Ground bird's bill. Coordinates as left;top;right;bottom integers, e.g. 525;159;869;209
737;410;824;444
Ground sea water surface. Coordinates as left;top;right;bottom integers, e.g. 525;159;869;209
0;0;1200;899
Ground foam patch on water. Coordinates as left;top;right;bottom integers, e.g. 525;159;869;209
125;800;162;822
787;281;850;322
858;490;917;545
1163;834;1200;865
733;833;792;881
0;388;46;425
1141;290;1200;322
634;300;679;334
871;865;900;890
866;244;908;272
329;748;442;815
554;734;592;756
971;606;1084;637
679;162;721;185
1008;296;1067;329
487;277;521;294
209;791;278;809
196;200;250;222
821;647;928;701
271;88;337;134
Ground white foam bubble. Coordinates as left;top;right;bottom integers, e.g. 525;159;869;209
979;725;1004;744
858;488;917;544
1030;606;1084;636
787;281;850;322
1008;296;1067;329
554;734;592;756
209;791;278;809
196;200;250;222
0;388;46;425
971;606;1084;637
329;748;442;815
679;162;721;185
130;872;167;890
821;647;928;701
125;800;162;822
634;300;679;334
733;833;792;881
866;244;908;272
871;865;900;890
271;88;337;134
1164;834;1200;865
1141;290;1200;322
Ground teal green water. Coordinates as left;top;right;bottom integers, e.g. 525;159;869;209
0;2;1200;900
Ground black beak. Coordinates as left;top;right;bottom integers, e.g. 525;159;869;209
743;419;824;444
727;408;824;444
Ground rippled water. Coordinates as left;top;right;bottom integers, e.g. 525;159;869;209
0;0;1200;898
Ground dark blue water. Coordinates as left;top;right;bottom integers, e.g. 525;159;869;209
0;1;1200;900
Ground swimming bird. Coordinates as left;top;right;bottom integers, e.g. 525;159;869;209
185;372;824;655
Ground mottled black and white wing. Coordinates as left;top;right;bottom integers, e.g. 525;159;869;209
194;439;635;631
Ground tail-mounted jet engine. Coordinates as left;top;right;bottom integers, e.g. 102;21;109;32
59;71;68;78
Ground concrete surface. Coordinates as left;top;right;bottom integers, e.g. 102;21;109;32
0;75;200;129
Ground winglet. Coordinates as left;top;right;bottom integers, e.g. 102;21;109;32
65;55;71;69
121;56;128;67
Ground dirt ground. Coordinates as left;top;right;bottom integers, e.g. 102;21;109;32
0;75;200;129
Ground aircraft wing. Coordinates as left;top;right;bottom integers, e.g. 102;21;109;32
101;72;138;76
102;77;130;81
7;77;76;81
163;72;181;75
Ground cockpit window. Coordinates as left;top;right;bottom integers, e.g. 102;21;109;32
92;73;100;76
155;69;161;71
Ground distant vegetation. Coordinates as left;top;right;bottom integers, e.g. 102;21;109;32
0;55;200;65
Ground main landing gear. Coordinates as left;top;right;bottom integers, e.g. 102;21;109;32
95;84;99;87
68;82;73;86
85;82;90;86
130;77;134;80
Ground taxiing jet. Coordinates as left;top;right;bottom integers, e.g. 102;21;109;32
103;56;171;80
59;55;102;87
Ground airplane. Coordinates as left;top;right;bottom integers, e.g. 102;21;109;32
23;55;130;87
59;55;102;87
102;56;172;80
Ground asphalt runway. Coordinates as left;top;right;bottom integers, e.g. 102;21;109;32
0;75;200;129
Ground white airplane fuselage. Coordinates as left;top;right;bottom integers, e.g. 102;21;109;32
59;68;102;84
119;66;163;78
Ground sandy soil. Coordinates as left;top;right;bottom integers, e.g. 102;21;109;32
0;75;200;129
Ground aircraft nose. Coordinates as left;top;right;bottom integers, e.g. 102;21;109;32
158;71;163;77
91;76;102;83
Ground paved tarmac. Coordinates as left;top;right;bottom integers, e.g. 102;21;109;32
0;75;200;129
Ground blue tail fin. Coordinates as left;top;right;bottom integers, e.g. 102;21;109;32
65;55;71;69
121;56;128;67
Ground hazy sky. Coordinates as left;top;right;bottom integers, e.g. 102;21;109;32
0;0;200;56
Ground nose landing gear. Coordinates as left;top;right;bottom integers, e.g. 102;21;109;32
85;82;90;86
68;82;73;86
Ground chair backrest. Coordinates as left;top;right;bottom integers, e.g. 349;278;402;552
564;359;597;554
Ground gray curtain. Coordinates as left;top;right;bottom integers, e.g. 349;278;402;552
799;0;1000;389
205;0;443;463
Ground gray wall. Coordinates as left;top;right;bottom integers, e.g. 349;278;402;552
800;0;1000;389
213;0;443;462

····················

*Directions for this task*.
In every line of the material above, change "integers" to "whole numbers" and leave everything else unchanged.

*The solution*.
Ground bird's bill. Coordinates as left;top;right;bottom whole numbers, e.g. 525;159;869;209
737;410;824;444
Ground sea water surface. Coordinates as left;top;right;bottom whole numbers, e.g. 525;159;869;209
0;0;1200;899
Ground foam patch on water. Coordinates as left;top;right;bottom whole numbers, e.g. 525;159;869;209
125;800;162;822
787;281;850;322
858;490;917;545
1163;834;1200;865
733;833;792;881
0;388;46;425
1141;290;1200;322
634;300;679;334
871;865;900;890
866;244;908;272
329;748;442;815
554;734;592;756
971;606;1084;637
679;162;721;185
1008;296;1067;329
487;277;521;294
209;791;278;809
196;200;250;222
821;647;928;701
271;88;337;134
Ground white foam bubble. Coordinates as left;top;right;bottom whole numbers, e.g. 525;159;869;209
979;725;1004;744
858;488;917;544
1030;606;1084;636
787;281;850;322
1008;296;1067;329
554;734;592;756
209;791;278;809
196;200;250;222
0;388;46;425
971;606;1084;637
329;748;442;815
679;162;721;185
130;872;167;890
821;647;928;701
125;800;162;822
634;300;679;334
733;833;792;881
866;244;908;272
871;865;900;890
271;88;337;134
1164;834;1200;865
1141;290;1200;322
Ground teal green water. Coordinates as left;top;right;bottom whole numbers, e.g. 525;159;869;209
0;2;1200;900
Ground black beak. Coordinates as left;top;right;bottom whole numbers, e.g. 525;159;869;209
743;419;824;444
727;408;824;444
Ground rippled water. Coordinates as left;top;right;bottom whole numbers, e.g. 525;159;869;209
0;0;1200;898
Ground dark blue water. Coordinates as left;top;right;bottom whole numbers, e.g. 525;159;869;209
0;1;1200;900
Ground swimming bird. Coordinates as left;top;right;bottom whole numbers, e.g. 525;159;869;209
185;372;824;655
Ground mottled black and white wing. Coordinates as left;top;right;bottom whole numbers, e.g. 525;159;869;209
194;439;635;631
Ground tail-mounted jet engine. Coordinates as left;top;right;bottom whole numbers, e.g. 102;21;109;32
59;71;68;78
Ground concrete surface. Coordinates as left;top;right;bottom whole numbers, e.g. 102;21;109;32
0;75;200;129
Ground winglet. Coordinates as left;top;right;bottom whole numbers, e.g. 102;21;109;32
65;55;71;69
121;56;128;67
Ground dirt ground. Coordinates as left;top;right;bottom whole numbers, e.g. 102;21;109;32
0;75;200;129
Ground aircraft wing. Coordinates as left;top;right;bottom whole numbers, e.g. 102;21;109;32
101;72;138;76
102;77;130;81
7;77;76;81
163;72;181;75
Ground cockpit window. Coordinates as left;top;right;bottom whole numbers, e.g. 102;21;109;32
92;73;100;76
155;69;161;71
Ground distant vegetation. Coordinates as left;top;right;bottom whole numbers, e.g. 102;21;109;32
0;55;200;65
Ground main landing gear. Coordinates as left;top;right;bottom whole numbers, e.g. 102;21;109;32
95;84;99;87
68;82;73;86
85;82;90;86
130;77;134;80
Ground taxiing jet. Coordinates as left;top;right;bottom whole numbers, e.g. 102;21;109;32
103;56;171;80
59;55;102;87
Ground airplane. Coordinates as left;top;right;bottom whole numbers, e.g. 102;21;109;32
23;55;130;87
59;55;102;87
102;56;172;80
Ground asphalt runway. Coordinates as left;top;right;bottom whole numbers, e.g. 102;21;109;32
0;75;200;129
Ground white airplane fuselage. Coordinates as left;top;right;bottom whole numbers, e.g. 102;21;109;32
59;68;102;84
119;66;163;78
Ground sandy soil. Coordinates as left;top;right;bottom whole numbers, e.g. 102;21;109;32
0;75;200;129
Ground aircraft nose. Coordinates as left;top;right;bottom whole numbers, e.g. 102;21;109;32
158;71;163;77
91;76;102;83
Ground paved tarmac. Coordinates as left;top;right;bottom whole numbers, e.g. 102;21;109;32
0;75;200;129
Ground blue tail fin. Coordinates as left;top;right;bottom whole numbers, e.g. 102;21;109;32
65;55;71;69
121;56;128;67
Ground hazy sky. Coordinates as left;top;right;bottom whole numbers, e.g. 102;21;109;32
0;0;200;56
Ground nose landing gear. Coordinates as left;top;right;bottom whole numbers, e.g. 102;21;109;32
85;82;90;86
68;82;73;86
Ground chair backrest. Coordinates as left;top;right;bottom whole numbers, e.g. 349;278;402;552
564;359;597;554
Ground gray curtain. Coordinates as left;top;right;bottom whole numbers, e.g. 349;278;402;552
799;0;1000;389
205;0;443;463
Ground gray wall. Coordinates as left;top;right;bottom whole numbers, e.g. 349;278;402;552
800;0;1000;389
213;0;443;462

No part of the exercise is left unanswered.